TASK INSTRUCTIONS >> Return the data below verbatim, from its first line through the line containing "220 120 234 128", including both.

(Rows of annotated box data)
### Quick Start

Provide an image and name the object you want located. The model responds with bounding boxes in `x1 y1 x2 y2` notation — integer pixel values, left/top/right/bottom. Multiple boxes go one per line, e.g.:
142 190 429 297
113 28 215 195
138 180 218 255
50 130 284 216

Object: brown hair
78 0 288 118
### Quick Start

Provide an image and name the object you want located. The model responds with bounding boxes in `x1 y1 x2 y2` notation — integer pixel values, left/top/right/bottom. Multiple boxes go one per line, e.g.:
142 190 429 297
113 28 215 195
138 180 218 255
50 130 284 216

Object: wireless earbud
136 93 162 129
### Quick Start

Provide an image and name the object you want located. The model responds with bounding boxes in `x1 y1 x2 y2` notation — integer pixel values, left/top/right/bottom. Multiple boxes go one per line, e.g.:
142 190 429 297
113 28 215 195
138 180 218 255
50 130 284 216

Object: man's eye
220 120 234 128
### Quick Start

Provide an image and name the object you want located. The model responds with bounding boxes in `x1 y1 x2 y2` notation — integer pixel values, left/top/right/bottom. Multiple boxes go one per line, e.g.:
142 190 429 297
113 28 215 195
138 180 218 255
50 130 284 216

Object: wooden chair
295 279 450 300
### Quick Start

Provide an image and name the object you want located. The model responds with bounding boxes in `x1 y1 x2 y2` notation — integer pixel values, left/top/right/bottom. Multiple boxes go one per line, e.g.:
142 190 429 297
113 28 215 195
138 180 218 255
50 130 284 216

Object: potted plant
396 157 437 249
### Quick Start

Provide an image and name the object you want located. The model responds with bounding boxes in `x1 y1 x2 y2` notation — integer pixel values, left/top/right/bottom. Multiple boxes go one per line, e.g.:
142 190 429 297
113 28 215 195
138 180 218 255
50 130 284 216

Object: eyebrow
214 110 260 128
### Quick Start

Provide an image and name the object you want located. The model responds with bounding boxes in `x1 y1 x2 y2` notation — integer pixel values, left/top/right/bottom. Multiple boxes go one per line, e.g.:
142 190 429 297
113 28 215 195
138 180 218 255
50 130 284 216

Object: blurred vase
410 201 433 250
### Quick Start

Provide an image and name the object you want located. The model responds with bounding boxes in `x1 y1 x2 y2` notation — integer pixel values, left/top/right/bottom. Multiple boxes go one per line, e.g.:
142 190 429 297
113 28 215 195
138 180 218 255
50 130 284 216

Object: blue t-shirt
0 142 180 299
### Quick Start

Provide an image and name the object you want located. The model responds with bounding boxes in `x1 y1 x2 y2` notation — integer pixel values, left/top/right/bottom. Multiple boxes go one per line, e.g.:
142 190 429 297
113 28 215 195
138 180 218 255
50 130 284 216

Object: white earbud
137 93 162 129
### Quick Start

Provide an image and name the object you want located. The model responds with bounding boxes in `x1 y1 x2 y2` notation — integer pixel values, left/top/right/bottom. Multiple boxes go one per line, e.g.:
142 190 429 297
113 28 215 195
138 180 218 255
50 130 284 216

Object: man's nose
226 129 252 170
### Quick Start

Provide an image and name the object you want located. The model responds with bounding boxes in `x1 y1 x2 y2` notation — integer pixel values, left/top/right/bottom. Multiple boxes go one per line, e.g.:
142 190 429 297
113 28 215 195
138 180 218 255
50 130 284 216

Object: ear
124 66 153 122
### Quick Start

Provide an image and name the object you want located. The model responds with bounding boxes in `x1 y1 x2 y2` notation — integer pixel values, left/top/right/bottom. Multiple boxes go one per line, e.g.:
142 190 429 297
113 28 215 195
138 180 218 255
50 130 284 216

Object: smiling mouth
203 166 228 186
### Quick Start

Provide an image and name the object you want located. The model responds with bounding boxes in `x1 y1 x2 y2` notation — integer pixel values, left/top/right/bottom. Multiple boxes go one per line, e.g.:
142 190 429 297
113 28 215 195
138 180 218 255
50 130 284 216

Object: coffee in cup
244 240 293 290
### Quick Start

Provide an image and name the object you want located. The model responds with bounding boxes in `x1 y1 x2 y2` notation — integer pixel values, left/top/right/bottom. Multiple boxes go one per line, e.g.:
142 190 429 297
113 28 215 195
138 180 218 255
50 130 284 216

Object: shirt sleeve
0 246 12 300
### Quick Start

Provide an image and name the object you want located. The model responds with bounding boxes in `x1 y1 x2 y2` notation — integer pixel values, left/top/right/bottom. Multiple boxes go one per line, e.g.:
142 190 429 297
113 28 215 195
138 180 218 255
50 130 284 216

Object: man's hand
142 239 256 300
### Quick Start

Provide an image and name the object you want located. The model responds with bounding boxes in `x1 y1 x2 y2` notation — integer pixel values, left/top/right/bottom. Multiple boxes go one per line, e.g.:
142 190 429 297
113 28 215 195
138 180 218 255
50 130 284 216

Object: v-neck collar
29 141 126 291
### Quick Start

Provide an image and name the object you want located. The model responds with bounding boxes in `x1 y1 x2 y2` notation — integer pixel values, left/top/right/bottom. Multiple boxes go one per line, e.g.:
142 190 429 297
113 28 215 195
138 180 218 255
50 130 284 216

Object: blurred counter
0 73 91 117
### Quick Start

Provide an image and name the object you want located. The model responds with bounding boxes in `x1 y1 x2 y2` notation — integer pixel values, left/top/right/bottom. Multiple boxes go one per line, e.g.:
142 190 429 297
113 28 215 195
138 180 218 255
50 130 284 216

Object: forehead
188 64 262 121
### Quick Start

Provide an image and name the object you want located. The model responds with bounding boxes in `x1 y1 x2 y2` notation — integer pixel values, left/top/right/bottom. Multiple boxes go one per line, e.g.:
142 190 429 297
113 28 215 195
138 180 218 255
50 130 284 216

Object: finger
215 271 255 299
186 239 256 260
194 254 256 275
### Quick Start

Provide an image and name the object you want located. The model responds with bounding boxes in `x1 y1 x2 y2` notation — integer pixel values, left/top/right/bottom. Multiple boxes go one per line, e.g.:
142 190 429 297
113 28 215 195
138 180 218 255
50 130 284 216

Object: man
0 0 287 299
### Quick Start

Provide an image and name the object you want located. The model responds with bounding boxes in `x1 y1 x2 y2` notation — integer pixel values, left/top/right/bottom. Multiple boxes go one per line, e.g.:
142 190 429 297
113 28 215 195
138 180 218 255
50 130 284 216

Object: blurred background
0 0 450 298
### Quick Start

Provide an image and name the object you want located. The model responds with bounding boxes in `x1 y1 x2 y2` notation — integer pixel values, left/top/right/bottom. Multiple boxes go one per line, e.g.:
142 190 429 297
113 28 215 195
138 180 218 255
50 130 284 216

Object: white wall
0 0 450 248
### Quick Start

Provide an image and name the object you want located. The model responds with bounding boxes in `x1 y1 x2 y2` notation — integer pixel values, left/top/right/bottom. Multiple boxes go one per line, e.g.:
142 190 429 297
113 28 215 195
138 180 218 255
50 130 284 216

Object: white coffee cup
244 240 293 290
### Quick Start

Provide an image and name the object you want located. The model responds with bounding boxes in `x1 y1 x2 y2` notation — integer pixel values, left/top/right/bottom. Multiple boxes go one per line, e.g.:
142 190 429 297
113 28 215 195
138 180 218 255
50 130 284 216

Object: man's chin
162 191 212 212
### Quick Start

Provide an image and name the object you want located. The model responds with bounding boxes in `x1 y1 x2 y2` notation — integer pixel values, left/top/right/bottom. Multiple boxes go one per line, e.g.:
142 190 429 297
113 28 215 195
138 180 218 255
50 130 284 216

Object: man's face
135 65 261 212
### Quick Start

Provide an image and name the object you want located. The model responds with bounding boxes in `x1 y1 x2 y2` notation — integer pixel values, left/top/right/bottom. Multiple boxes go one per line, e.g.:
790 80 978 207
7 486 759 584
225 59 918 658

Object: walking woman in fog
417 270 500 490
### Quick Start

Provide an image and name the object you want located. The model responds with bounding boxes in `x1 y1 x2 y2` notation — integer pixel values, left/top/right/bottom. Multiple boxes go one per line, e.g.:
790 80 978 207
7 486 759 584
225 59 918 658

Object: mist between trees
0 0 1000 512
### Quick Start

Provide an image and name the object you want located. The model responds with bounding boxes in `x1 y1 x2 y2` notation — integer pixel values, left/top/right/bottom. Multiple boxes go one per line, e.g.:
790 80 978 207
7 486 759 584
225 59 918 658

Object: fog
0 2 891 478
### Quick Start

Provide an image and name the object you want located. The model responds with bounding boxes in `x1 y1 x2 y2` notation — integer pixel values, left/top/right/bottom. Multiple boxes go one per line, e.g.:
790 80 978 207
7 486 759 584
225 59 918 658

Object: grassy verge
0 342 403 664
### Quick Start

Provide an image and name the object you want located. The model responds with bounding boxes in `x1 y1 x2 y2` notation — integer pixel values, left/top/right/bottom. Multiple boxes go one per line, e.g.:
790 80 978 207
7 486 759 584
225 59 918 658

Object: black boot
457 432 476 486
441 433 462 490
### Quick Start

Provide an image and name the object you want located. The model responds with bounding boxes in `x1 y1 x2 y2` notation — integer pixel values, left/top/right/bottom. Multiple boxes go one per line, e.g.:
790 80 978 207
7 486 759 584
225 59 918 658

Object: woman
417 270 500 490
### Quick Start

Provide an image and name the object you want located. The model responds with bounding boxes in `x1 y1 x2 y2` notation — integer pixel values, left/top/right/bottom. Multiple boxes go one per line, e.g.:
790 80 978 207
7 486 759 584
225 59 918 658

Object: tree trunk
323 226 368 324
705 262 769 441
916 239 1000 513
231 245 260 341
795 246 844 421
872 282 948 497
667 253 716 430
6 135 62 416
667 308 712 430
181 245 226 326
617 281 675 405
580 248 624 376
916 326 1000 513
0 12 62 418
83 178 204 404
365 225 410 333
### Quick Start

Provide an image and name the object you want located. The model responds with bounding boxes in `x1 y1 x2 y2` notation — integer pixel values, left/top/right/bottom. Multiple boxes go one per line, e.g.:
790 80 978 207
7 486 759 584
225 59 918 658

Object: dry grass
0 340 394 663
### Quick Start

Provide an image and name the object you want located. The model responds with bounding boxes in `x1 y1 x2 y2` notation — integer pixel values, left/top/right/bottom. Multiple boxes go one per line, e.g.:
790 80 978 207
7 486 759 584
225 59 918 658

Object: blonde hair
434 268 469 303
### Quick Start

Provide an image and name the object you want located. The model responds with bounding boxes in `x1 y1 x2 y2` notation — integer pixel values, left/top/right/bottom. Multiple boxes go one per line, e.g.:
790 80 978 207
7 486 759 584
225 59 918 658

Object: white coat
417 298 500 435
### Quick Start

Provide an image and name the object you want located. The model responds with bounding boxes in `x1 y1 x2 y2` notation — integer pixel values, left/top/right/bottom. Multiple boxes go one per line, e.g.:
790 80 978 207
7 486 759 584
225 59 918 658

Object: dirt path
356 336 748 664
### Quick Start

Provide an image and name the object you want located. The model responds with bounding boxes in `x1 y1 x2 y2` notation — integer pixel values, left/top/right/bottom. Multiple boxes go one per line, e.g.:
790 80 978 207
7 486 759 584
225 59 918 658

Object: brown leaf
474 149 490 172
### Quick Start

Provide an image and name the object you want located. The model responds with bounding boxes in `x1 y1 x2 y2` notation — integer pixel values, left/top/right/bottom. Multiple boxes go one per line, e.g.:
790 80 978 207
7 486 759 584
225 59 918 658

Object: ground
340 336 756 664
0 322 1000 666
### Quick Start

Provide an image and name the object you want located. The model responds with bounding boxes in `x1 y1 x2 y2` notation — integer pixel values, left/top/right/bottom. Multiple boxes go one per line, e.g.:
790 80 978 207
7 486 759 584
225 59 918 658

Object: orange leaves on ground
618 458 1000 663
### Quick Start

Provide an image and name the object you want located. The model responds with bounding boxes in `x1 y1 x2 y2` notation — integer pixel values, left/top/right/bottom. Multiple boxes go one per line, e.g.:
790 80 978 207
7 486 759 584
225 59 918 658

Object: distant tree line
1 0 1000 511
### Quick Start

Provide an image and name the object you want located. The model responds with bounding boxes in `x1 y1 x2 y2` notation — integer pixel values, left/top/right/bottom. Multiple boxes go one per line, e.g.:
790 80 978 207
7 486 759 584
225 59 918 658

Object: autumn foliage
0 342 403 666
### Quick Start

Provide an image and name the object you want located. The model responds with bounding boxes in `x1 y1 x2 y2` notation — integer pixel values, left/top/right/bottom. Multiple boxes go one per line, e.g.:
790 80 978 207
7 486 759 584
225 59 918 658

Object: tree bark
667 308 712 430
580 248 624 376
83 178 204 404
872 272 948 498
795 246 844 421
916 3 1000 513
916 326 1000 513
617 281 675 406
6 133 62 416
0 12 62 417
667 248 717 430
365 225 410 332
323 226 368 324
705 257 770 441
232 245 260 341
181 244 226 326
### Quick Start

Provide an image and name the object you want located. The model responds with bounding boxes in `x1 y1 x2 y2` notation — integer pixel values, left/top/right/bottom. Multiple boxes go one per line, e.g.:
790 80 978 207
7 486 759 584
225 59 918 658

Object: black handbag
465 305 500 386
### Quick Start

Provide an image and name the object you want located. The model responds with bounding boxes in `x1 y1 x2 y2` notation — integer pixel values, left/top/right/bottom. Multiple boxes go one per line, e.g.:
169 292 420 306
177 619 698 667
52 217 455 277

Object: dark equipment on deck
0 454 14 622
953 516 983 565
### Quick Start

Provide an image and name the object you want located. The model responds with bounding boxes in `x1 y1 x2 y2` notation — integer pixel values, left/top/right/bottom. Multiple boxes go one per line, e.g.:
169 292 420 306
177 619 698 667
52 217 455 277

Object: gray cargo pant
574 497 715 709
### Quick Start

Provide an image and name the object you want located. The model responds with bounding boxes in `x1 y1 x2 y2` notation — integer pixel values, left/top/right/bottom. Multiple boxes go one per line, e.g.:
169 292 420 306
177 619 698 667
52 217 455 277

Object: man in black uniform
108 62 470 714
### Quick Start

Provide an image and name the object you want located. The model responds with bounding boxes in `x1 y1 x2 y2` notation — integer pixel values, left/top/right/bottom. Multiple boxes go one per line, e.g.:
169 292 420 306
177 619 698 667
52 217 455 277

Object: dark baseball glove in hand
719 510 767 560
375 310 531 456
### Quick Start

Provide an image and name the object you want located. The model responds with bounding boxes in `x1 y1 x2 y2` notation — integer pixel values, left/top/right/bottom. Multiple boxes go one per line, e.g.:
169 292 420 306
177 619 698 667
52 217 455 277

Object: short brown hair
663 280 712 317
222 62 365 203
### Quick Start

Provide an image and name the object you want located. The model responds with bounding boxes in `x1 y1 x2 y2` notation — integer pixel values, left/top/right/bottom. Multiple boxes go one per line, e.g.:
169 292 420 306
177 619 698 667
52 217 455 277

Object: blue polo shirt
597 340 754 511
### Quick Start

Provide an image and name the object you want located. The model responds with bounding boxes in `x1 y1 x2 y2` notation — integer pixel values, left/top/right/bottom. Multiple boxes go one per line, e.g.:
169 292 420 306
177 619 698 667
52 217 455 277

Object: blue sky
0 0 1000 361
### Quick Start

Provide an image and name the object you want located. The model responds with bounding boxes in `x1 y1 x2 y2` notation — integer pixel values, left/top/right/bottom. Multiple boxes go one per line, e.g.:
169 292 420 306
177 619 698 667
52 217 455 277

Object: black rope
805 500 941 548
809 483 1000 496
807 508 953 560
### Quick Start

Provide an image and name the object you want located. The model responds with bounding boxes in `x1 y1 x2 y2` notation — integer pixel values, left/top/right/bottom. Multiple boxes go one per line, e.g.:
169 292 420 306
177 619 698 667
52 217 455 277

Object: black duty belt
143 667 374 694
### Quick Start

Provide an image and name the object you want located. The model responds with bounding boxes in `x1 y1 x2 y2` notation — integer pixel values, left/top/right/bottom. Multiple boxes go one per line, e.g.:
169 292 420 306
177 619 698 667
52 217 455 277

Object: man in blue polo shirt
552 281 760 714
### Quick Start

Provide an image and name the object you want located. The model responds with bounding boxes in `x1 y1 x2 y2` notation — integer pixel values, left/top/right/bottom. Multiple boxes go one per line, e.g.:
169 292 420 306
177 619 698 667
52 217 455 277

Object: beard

FULL OUTPUT >>
### Quick Start

Provide an image and name the object you want located. The model responds with bounding boxes in `x1 y1 x2 y2` notation — integer pixel values, left/top/right/bottom. Multiple boxes go one per line, e.g.:
142 190 429 297
113 28 215 195
138 180 218 255
50 130 284 216

Object: brown hair
78 0 288 118
### Quick Start

Provide an image and name the object you want located. The model responds with bounding boxes in `x1 y1 x2 y2` notation — integer pixel values, left/top/right/bottom. Multiple boxes go one per line, e.g.:
142 190 429 297
113 28 215 195
138 180 218 255
50 130 284 216

Object: wireless earbud
136 93 162 129
### Quick Start

Provide an image and name the object you want located. The model responds with bounding boxes in `x1 y1 x2 y2` notation — integer pixel values, left/top/right/bottom. Multiple boxes go one per line, e.g.:
142 190 429 297
113 28 215 195
138 180 218 255
50 130 284 216

Object: man's eye
220 120 234 128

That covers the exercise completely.